** BEGIN Records for the exercise **
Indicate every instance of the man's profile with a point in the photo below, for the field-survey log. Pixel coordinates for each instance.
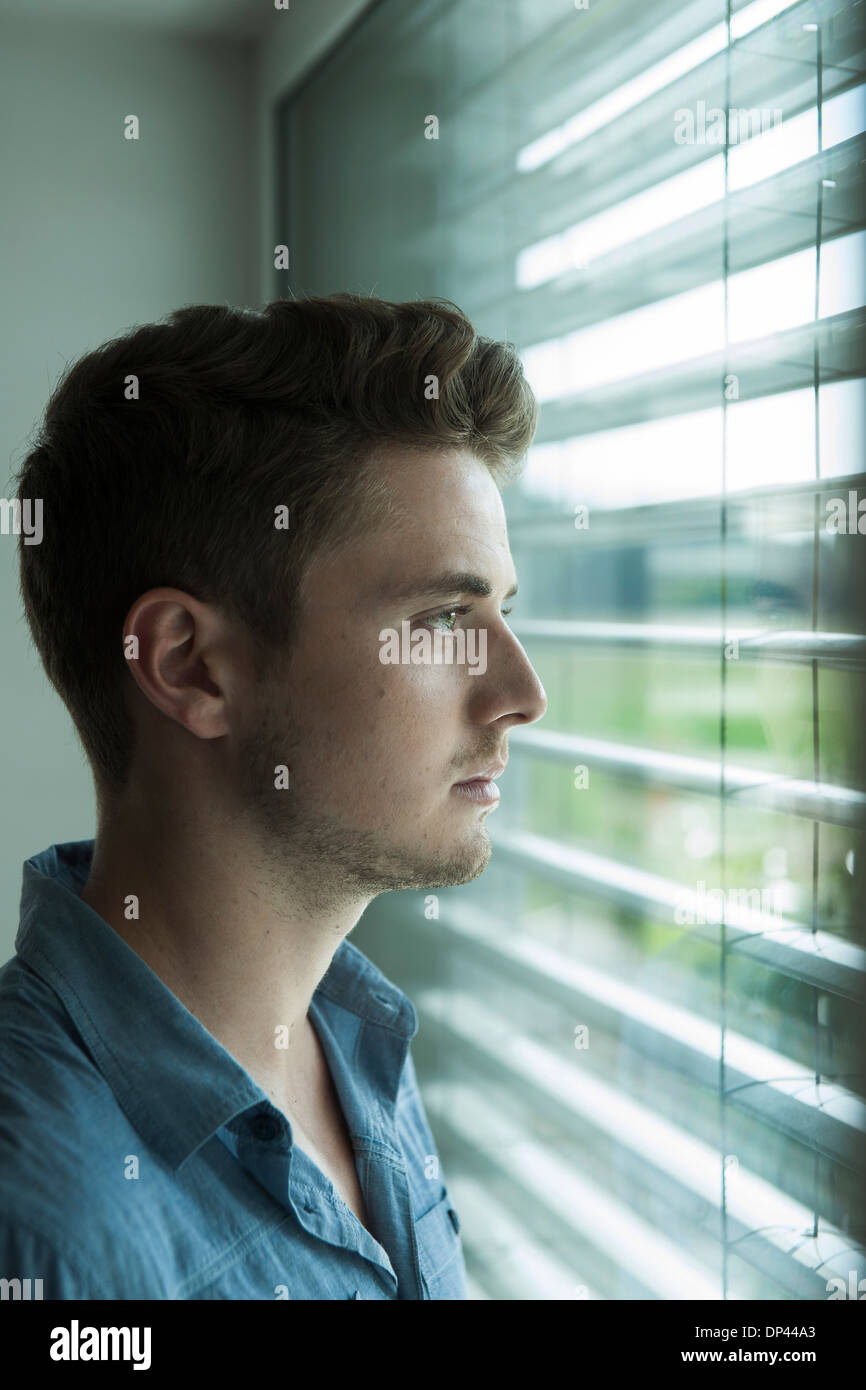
(206, 1090)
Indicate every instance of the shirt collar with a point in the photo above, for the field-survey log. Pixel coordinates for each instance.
(174, 1080)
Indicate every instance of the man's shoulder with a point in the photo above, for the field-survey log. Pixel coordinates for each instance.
(61, 1127)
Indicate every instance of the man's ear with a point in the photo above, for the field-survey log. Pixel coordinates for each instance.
(180, 655)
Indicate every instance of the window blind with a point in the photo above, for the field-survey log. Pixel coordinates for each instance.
(641, 1030)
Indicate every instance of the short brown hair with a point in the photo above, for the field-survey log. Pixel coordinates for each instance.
(238, 412)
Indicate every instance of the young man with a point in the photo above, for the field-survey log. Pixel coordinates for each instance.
(206, 1091)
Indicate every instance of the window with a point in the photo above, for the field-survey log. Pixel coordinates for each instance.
(642, 1027)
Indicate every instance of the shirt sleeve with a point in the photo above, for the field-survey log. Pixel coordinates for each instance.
(32, 1269)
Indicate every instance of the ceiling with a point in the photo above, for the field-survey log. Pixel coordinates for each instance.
(239, 18)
** END Records for the exercise **
Exercise directions
Return, with no changes, the lines of the data starting at the one that contains "Indicate every instance of the man's ear" and ending at the last line of the data.

Result of this task
Indicate every instance of the man's ear with a point in the photo above, for the field-survey log. Pixel coordinates for each instance.
(180, 655)
Indicate every instance of the window blind with a point in the photo above, for the field-survey log. Pixel coordinates for each instance.
(641, 1030)
Indicate every instance of the short brown hair with a point in the photo above, for the field-survey log. Pixel coordinates for each instance.
(238, 412)
Indicate every instance of the young man with a point in the photo above, for the field-survey log. Pixel coordinates for each instance.
(206, 1091)
Indicate every instance of the window with a point in the photo above, for the field-survey log. Pixel coordinates for each instance.
(642, 1027)
Indicate every instance of the shirt sleeve with a point in the photo above, for the field-survey log. Pixel coordinates for each instance.
(32, 1269)
Indicate every instance of the ceiling with a point in the photo above, for the field-survey log. Pixel coordinates for each instance.
(239, 18)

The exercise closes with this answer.